# Data Analysis - Irradiation of a Fibre Optic Sensor
Measuring humidity in radioactive environments is challenging because, as you might expect, the radiation is massively damaging to sensors. Most commercial humidity sensors are electronic and get wiped out by even a small dose of radiation. 
<!-- This presents a problem for measuring humidity in many environments with high radiation - in space, in nuclear industries and in high energy physics experiments. -->
<!-- (What commercial sensors?
How much radiation kills them??) -->

However, recently a new type of technology has emerged for these cases - fibre optic sensors (FOS). These can survive radiation doses up to the Mega-Gray (MGy) level while still giving a clear signal. Even better, the change in the signal itself can actually be used to measure the radiation dose. Combined with recent breakthroughs in FOS for measuring humidity, these sensors present an exciting potential product with applications in areas such as nuclear industry, high energy physics research, and space travel.
<!-- Link to FOS radiation studies
Link to LPG humidity studies
How much damage would MGy do to a person? -->

This project will take you through analysis of a sensor under irradiation, using real data recorded at the [PS-IRRAD facility](https://ps-irrad.web.cern.ch/ps-irrad/) in CERN, Geneva, SWitzerland.

## EDA
- 4 datasets in `irrad-demo-data/`:
    - `spectra.txt` - a series of spectra, each containing 20,000 points
    - `hyperion-transmission-spectrum.txt` - a single spectrum of 20,000 points
    - `SEC_data_06-11_09_2023.csv` - data from the IRRAD facility recording the dose rate over time
    - `times.txt` - A series of time values, each corresponding to a spectrum from `spectra.txt`

In [None]:
# Let's take a look at the data

In [None]:
# Import the data
import pandas as pd
import numpy as np
# Load the data
data_dir = 'irrad-demo-data/'
spectra = np.loadtxt(data_dir + 'spectra.txt', delimiter=',')

#### INSTRUCTIONS FOR THE TASK
In the fibre optic sensor notebook, return the passage from "<!-- Link to" to "CERN, Geneva, SWitzerland." word for word. Work only from the fibre optic sensor notebook above.

[Pointing records for named objects]
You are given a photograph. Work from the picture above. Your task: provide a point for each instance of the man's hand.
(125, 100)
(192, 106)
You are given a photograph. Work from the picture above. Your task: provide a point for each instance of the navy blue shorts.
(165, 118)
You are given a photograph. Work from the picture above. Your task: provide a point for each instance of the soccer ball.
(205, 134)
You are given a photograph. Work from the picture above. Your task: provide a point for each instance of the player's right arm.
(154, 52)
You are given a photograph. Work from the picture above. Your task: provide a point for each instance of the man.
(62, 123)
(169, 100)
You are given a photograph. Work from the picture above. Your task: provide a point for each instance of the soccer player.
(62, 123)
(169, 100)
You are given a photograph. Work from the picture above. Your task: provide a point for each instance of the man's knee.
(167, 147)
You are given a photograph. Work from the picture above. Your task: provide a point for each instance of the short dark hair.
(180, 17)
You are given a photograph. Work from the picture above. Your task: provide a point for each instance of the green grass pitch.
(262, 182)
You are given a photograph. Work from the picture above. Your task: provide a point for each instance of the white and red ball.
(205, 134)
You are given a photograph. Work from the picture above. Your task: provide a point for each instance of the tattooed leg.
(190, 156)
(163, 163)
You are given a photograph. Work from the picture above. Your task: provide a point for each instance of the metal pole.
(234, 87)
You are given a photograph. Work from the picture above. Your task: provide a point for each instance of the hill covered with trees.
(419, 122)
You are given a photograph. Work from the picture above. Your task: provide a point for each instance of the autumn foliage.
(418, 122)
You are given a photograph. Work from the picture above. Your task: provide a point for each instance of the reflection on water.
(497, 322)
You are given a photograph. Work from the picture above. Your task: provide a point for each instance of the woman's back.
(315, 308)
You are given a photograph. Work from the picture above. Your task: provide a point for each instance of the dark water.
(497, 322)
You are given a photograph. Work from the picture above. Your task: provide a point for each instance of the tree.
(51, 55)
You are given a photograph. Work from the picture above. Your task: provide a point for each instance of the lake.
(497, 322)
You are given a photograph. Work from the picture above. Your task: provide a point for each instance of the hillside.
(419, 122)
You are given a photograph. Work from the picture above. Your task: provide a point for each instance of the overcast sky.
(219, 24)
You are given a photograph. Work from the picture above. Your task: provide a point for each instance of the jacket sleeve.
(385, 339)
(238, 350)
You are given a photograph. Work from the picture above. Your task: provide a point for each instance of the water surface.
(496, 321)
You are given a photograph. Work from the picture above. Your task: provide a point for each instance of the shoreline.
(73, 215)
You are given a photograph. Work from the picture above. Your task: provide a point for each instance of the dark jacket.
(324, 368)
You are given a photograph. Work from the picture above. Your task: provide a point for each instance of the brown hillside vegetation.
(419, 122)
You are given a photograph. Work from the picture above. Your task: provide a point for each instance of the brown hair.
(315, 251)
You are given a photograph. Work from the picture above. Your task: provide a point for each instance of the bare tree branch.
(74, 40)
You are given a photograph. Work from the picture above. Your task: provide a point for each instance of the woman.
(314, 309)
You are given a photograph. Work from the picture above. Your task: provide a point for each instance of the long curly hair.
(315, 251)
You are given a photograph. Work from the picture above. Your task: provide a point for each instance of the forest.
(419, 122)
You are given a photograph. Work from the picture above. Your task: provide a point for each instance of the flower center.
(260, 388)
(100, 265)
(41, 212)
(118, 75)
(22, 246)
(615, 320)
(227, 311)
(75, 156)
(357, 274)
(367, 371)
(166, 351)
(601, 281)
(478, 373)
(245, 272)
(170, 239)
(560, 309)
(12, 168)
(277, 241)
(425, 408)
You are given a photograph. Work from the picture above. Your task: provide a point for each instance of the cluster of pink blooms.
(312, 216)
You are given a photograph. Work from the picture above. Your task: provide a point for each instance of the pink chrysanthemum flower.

#### FINAL RESULT
<!-- Link to FOS radiation studies
Link to LPG humidity studies
How much damage would MGy do to a person? -->

This project will take you through analysis of a sensor under irradiation, using real data recorded at the [PS-IRRAD facility](https://ps-irrad.web.cern.ch/ps-irrad/) in CERN, Geneva, SWitzerland.